*Excerpt to read*.
▬▬▬

What we’re basically witnessing is a battle between 1950s pop psychology and 1990s pop psychology. The writers here provide a welcome respite from that. In the Reformed evangelical context where I grew up, patriarchal notions of “biblical manhood and womanhood” are central to people’s “Christian” self-understanding. In denominations like the PCA, notions of compulsory heterosexuality are as central to theological orthodoxy as forensic justification.
That places traditionalists in a precarious spot, especially in a culture that places the burden of persuasion on the party seeking to restrict another’s conduct. The revisionists merely have to demonstrate the weakness of the traditionalist position. That’s not too hard, given that the traditionalist position represents little more than a Christianized variant of Freudian social theory.
Thank you, Gregg. You are so right and have sufficiently challenged me! So much of Church life, in my 14 years experience as a priest, seems to encourage silence and anonymity, making relationships difficult. For example, the typical responses, from what I can tell, of many priests to a gay Catholic seeking pastoral care is often a referral to Courage and pastoral advice focused on the sacramental and devotional life (which is true and necessary), but little by way of discussion of vocation, community and friendships. This is insufficient, to say the least. I will be working on the challenge issued by your piece. Peace be with you and thank you for your good writing. -Fr. James
Ah, I get your drift. ‘Traditionist’ has negative connotation for you. And for good reason given the current schisms based on sundry popular psychologies none based on true science.
It was the same reason Pontius Pilate scoffed “what is Truth!” when Jesus claimed to be on the side of Truth.
I would use traditionist in the literal sense as being on the side of Truth which is not determined by putting one’s finger to the wind but something more absolute and preceding Freud.
Was Jesus a traditionalist? I would say yes because when questioned on marriage Jesus went to the Beginning where God made them male and female by a specific precise fashion being needlessly intricate given that He already had a mold from which the first was created. There was purpose for that something the present traditionists of whom you speak do not contemplate.
I think Jesus has much good to say about same gender attraction and what is true about gay people but few good things about the modern church.
Yes, I’m using “traditionalist” in a negative sense to distinguish it from the word “traditional.”
There is a traditional Christian understanding of marriage. Those precepts are set forth, for example, in Peter Leithart’s superb piece in First Things, “Intrusive Third Parties.” But conservative Protestants have largely rejected the traditional understanding of marriage, and have opted for an ideology of marriage constructed around notions of compulsory heterosexuality. I refer to this ideology as “traditionalist.”

▬▬▬

*Entries supplied*.
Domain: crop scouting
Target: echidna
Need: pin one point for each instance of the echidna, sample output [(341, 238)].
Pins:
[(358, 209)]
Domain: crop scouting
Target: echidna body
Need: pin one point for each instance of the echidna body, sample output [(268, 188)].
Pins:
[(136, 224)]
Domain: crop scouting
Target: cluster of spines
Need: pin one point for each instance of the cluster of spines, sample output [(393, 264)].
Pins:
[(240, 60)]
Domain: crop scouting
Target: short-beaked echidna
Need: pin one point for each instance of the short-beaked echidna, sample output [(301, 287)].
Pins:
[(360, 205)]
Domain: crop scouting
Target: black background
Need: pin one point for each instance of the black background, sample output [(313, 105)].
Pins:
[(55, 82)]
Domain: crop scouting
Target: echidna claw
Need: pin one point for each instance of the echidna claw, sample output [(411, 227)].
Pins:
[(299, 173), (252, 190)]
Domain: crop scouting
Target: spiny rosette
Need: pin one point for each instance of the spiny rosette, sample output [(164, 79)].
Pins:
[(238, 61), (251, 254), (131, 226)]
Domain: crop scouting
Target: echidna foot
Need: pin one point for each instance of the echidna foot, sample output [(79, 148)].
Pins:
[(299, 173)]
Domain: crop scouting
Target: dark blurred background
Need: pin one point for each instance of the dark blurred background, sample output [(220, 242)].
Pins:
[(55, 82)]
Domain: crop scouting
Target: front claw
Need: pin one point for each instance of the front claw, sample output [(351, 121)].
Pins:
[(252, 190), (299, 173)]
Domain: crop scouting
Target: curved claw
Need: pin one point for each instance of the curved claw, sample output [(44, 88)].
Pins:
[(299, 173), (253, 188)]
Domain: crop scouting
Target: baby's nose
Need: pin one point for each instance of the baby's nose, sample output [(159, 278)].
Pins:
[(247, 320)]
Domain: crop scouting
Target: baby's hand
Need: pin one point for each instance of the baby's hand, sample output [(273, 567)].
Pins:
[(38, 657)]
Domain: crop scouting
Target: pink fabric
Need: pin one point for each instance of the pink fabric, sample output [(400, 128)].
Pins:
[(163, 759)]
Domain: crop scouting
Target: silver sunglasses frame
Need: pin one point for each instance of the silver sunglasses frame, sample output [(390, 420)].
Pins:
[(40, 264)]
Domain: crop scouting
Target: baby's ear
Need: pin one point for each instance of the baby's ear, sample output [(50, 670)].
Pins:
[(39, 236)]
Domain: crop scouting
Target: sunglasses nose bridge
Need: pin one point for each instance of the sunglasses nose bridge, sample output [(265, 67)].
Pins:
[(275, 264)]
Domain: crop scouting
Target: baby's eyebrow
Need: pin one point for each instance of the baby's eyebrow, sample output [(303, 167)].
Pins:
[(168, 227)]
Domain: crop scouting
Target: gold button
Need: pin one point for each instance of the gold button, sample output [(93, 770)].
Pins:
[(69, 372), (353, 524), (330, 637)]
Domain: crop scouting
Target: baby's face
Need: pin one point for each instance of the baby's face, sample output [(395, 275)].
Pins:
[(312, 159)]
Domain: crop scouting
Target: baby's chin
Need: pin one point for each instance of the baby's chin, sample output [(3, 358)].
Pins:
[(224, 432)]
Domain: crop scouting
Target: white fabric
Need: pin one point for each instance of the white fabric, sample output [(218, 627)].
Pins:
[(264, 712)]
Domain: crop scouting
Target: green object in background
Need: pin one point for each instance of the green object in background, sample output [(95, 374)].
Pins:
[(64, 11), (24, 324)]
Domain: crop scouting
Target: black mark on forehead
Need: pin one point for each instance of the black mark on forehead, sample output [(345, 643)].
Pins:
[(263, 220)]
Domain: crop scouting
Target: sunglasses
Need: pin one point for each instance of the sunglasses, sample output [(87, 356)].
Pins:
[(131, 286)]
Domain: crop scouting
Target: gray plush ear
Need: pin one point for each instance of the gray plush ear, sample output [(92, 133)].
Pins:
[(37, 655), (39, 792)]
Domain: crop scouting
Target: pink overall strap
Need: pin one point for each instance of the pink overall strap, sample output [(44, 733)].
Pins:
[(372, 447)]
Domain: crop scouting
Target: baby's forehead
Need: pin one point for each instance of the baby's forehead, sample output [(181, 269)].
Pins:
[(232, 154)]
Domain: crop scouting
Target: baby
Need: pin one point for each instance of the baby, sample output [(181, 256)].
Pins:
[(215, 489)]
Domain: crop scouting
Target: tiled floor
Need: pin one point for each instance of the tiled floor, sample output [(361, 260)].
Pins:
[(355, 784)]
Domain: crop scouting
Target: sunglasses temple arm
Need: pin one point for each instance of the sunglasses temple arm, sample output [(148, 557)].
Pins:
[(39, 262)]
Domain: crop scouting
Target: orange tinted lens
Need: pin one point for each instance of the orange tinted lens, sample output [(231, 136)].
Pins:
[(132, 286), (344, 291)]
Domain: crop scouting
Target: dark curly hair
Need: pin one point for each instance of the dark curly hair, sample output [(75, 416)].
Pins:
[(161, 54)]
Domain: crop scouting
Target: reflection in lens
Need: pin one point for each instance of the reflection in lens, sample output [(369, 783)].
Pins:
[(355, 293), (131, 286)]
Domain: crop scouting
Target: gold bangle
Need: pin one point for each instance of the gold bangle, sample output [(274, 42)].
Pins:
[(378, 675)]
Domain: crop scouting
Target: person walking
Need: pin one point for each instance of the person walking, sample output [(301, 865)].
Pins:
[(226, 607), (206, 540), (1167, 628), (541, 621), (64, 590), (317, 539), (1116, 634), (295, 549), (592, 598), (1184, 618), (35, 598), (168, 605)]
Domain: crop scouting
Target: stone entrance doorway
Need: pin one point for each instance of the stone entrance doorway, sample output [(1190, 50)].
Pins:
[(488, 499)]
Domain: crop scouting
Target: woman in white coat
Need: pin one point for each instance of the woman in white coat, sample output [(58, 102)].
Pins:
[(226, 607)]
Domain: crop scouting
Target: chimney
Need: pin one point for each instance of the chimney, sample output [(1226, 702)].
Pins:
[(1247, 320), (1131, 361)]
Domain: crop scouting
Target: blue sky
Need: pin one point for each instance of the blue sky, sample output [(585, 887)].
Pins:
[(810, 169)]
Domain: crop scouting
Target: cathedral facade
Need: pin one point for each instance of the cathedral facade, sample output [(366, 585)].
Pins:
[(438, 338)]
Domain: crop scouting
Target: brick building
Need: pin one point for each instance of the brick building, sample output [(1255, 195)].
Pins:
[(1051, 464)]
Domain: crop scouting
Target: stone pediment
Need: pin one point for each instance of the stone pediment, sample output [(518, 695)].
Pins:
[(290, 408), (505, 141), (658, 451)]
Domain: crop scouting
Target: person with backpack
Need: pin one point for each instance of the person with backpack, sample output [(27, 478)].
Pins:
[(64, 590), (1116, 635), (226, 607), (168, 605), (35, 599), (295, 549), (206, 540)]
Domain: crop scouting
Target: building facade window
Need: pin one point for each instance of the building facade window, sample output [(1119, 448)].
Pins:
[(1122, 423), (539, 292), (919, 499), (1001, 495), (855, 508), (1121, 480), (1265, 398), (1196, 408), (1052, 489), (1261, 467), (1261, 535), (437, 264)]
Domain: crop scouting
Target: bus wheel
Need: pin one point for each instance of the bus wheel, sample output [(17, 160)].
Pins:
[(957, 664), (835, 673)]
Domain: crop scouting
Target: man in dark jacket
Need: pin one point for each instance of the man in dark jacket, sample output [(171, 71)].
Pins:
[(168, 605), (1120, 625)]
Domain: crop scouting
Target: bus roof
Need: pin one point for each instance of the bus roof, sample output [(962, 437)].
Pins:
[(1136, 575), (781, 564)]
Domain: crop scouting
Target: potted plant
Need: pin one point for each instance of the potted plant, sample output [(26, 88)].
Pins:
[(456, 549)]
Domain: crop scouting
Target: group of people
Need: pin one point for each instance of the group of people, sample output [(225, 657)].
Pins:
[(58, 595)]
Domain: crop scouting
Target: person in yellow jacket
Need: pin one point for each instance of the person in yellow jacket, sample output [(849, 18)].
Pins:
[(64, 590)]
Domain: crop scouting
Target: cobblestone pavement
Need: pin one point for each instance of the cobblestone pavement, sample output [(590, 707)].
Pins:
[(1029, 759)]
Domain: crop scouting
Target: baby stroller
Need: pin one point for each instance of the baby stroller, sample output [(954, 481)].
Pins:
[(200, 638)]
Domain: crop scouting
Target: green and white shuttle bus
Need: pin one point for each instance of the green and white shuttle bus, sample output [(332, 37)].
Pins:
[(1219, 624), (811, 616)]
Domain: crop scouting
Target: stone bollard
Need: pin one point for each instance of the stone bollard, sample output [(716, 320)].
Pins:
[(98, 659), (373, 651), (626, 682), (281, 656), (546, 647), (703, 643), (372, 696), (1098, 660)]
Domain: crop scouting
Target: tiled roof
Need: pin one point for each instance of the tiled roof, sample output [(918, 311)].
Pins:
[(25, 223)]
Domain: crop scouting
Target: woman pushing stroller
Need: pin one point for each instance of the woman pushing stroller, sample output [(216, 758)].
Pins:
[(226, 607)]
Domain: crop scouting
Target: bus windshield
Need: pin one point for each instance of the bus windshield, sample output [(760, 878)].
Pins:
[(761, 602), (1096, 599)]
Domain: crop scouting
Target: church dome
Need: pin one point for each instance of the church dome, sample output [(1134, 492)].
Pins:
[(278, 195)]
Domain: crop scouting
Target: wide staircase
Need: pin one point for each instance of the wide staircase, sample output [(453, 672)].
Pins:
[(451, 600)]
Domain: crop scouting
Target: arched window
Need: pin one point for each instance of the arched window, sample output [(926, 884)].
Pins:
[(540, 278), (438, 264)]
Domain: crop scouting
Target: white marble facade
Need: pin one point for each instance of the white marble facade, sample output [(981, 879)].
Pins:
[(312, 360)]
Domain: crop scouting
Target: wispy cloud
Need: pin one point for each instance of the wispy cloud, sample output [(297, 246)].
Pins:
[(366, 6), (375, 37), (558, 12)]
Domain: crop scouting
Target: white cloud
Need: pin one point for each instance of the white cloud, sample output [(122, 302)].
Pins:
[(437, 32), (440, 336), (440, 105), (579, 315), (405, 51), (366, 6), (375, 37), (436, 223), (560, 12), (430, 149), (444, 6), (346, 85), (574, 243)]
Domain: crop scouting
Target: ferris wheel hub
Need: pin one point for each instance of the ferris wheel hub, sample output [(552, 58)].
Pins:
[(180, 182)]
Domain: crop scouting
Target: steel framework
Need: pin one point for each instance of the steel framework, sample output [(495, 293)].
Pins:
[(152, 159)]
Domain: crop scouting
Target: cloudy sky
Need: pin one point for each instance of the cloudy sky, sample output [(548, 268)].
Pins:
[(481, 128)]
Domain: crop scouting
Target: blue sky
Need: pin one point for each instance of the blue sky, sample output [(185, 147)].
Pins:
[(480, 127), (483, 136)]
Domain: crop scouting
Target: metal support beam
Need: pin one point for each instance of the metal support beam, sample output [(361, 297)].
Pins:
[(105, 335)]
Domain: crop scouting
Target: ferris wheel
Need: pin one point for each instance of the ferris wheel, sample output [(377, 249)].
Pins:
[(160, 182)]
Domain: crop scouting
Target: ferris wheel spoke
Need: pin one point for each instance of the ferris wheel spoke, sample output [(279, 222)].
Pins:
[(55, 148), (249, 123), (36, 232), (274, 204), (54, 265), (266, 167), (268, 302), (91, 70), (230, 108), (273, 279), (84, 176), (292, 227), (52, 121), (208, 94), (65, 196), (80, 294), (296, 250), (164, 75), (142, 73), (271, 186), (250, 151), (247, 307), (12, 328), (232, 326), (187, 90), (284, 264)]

▬▬▬

*Work instructions*.
1: Which article does the discussion of traditionalist views on marriage cite as setting forth the traditional Christian understanding of marriage?
2: Summarize the discussion in two sentences.
Answer from the discussion alone.

*Correct answers*.
1: Peter Leithart's piece in First Things, "Intrusive Third Parties."

2: The discussion argues that conservative Protestants have largely rejected the traditional Christian understanding of marriage for a "traditionalist" ideology built around compulsory heterosexuality, a position called little more than a Christianized variant of Freudian social theory. A priest of 14 years says church life seems to encourage silence and anonymity and that pastoral care for gay Catholics offers little discussion of vocation, community and friendships, while another participant holds that Jesus was a traditionalist because he went to the Beginning when questioned on marriage.